(Referring expression data)
-----
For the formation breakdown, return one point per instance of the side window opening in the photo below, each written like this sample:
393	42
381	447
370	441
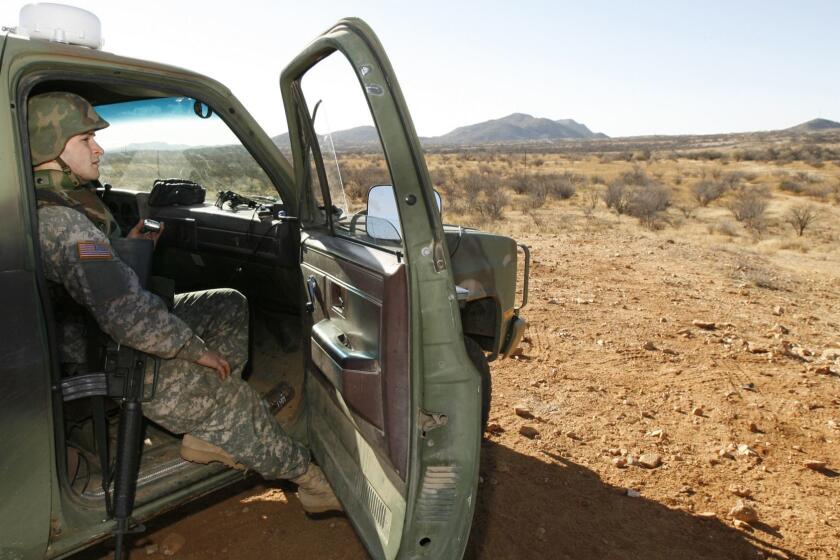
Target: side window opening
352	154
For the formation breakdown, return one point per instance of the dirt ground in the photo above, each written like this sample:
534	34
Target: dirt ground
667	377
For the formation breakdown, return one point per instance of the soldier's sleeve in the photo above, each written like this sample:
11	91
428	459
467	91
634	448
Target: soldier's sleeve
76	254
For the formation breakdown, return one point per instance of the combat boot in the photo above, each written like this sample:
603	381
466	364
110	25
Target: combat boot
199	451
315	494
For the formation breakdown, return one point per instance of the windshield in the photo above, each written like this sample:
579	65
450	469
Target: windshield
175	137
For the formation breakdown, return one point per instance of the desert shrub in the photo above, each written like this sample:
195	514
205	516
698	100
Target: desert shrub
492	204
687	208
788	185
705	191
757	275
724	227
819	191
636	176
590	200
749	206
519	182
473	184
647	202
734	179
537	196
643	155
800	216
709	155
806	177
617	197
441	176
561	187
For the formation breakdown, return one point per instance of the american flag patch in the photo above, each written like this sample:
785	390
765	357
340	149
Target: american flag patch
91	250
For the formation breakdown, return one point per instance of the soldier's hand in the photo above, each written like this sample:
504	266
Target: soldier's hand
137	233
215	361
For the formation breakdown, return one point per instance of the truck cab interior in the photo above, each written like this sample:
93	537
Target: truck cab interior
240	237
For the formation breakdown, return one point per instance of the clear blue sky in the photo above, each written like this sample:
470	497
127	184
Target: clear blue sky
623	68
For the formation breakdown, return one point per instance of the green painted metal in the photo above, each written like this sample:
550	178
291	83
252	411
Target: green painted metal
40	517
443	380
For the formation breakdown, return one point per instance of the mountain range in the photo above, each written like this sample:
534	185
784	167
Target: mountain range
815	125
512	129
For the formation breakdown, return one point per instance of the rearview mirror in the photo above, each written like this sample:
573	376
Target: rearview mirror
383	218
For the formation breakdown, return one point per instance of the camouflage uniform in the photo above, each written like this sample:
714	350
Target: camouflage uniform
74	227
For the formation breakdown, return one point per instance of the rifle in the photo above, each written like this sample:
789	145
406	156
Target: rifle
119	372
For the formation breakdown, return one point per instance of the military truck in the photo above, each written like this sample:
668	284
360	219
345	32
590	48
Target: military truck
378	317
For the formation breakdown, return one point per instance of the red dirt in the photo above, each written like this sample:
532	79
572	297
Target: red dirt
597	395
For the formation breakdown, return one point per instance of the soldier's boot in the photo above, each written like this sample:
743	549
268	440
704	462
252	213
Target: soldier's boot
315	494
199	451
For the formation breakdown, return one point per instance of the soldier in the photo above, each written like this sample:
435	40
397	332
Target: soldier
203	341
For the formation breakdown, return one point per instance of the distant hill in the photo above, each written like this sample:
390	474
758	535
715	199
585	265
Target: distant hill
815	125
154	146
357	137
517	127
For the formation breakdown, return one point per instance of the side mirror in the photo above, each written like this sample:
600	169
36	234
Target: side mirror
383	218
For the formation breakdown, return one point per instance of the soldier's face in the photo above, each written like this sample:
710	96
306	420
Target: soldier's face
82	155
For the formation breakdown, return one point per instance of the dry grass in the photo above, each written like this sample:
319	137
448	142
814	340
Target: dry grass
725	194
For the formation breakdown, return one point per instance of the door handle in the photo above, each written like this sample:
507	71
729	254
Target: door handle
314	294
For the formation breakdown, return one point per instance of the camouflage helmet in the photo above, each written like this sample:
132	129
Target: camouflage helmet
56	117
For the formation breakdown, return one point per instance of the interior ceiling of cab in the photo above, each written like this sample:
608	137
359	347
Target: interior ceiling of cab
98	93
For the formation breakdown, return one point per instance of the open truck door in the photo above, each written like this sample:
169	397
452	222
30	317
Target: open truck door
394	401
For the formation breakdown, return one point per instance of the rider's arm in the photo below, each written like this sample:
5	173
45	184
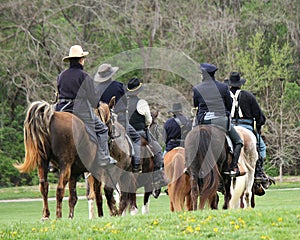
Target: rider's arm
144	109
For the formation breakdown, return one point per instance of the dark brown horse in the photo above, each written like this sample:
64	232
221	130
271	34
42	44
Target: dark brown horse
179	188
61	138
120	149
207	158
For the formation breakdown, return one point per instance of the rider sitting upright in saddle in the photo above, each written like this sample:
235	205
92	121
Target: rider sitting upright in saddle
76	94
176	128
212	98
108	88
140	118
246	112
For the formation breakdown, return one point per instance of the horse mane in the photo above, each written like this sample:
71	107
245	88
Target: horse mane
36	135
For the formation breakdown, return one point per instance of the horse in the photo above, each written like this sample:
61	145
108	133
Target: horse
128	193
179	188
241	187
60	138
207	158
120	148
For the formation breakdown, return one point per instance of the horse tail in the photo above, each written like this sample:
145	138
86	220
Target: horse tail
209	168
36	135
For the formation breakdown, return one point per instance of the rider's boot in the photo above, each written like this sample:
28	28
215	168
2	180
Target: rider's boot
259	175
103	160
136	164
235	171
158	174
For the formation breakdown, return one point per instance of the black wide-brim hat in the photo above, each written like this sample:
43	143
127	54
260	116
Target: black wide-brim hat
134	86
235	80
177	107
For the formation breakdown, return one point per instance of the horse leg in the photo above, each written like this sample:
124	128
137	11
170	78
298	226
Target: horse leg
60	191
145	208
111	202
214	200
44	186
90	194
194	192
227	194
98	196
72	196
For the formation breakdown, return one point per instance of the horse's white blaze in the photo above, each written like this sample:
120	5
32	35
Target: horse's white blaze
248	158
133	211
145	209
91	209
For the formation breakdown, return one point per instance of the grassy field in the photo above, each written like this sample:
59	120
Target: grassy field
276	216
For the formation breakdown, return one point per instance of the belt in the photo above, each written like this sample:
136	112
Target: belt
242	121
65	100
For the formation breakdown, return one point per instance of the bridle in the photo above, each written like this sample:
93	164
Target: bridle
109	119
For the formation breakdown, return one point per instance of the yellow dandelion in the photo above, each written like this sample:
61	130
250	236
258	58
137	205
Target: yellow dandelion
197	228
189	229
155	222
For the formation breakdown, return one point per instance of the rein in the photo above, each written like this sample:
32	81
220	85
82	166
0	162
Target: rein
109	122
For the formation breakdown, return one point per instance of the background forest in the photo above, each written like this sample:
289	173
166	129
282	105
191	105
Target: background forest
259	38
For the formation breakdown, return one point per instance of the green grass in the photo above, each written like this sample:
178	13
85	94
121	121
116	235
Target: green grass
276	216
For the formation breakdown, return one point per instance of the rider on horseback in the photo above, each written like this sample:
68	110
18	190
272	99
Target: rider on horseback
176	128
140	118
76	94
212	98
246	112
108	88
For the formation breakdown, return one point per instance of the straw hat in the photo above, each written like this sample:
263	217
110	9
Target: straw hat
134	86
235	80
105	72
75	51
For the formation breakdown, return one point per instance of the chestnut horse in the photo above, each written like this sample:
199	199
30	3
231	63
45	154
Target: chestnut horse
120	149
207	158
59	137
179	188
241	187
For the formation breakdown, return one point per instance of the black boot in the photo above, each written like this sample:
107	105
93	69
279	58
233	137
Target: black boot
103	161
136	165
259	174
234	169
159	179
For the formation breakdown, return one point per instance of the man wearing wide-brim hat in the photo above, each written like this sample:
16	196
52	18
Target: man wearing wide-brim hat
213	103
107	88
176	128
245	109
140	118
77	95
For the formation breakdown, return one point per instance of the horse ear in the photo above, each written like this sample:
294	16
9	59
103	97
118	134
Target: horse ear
-----
Description of the task: Please copy out each line of the data in which the word "below" occurs.

Answer:
For the formation breakdown, return one point per instance of the side window opening in the photo below, each written like this sample:
For the formation breakdown, return one point per instance of the rider's arm in the photo below, each written like this sample:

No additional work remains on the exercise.